Output the lines between the one holding "Spot the distant red house." and the one holding "xmin=709 ymin=527 xmax=1344 ymax=630", inclusive, copying each exactly.

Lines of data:
** BEGIN **
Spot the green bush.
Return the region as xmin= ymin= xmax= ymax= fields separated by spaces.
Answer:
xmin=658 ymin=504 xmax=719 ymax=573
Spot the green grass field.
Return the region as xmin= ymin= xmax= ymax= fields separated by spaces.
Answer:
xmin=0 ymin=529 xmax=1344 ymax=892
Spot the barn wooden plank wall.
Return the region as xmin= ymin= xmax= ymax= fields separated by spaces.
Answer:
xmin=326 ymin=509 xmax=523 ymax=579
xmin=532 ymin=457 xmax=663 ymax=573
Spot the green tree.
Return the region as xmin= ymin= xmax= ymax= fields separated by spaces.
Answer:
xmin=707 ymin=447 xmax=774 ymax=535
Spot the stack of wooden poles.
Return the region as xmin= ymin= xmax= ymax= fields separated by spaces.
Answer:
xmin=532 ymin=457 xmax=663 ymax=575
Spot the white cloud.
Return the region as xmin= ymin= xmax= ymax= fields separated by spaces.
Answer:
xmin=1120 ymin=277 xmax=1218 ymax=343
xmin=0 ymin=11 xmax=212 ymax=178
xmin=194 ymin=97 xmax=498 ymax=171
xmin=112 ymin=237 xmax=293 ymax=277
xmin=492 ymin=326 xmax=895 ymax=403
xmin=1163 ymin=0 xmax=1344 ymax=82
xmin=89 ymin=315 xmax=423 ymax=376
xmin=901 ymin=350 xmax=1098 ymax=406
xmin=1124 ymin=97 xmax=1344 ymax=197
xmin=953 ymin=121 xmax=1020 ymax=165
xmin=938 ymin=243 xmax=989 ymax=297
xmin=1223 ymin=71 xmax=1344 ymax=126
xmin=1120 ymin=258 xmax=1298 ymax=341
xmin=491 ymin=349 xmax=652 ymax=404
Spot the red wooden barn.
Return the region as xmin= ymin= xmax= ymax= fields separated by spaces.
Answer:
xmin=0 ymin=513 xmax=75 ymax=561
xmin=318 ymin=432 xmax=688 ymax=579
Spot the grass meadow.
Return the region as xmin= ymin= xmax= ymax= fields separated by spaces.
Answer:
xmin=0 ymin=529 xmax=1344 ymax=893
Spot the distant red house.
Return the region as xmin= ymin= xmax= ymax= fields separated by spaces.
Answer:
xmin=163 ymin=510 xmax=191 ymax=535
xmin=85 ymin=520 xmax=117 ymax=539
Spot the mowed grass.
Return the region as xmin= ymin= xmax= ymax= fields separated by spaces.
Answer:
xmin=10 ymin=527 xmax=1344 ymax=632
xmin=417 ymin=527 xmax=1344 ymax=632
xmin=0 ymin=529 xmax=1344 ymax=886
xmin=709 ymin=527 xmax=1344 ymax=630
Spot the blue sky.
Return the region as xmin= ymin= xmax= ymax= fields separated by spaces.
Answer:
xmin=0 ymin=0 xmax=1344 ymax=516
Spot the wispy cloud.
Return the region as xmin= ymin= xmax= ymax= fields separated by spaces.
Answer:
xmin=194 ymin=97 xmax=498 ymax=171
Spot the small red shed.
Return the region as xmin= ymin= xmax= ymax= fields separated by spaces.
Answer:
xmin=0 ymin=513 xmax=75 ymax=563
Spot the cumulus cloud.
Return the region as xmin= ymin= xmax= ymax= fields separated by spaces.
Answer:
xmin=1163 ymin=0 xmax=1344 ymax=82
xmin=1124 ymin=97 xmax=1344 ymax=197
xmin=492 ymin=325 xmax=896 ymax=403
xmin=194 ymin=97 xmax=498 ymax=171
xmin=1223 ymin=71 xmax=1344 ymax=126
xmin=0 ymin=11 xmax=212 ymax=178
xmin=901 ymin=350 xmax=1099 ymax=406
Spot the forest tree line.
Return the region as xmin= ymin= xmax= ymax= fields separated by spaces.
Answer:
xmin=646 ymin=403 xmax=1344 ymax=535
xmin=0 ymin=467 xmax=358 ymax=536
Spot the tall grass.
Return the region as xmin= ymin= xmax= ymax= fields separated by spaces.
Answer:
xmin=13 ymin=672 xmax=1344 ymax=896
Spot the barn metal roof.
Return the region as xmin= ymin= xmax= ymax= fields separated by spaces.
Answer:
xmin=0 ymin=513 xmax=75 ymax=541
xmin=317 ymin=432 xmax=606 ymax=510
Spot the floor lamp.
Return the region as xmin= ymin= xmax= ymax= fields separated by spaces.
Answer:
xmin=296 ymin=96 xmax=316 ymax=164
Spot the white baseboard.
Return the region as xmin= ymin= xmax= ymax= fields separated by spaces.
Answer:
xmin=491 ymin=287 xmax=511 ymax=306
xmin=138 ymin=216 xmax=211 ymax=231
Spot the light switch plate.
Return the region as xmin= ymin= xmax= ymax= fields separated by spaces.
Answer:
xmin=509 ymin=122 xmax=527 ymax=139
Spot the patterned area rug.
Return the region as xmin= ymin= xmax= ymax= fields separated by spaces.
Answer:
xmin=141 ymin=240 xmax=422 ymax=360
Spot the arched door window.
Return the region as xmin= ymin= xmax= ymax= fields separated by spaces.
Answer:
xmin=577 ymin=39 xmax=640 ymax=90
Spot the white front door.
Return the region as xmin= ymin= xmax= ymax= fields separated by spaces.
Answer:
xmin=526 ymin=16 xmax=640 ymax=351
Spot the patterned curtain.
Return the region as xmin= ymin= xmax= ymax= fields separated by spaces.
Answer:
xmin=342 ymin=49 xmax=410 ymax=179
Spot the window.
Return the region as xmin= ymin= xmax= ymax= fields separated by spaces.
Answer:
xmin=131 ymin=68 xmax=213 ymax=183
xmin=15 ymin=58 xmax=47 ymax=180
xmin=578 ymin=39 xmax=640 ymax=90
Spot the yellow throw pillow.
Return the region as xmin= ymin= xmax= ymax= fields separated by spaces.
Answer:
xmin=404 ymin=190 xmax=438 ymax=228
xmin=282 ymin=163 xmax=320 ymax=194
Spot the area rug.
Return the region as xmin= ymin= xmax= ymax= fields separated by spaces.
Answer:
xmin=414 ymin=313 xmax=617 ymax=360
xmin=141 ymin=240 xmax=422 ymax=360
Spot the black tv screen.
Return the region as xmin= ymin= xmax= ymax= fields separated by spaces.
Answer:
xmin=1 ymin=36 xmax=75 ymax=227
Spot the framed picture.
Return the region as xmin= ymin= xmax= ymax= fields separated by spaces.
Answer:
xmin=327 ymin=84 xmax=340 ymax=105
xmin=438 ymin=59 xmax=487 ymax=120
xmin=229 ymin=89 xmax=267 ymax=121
** END **
> _FULL OUTPUT_:
Spot the distant red house.
Return the region as xmin= ymin= xmax= ymax= fields separated by spaces.
Answer:
xmin=163 ymin=510 xmax=191 ymax=535
xmin=85 ymin=520 xmax=117 ymax=539
Spot the mowed grass.
Return the region as xmin= ymin= xmax= ymax= fields separated by spaces.
Answer:
xmin=10 ymin=527 xmax=1344 ymax=632
xmin=417 ymin=527 xmax=1344 ymax=632
xmin=0 ymin=529 xmax=1344 ymax=886
xmin=709 ymin=527 xmax=1344 ymax=630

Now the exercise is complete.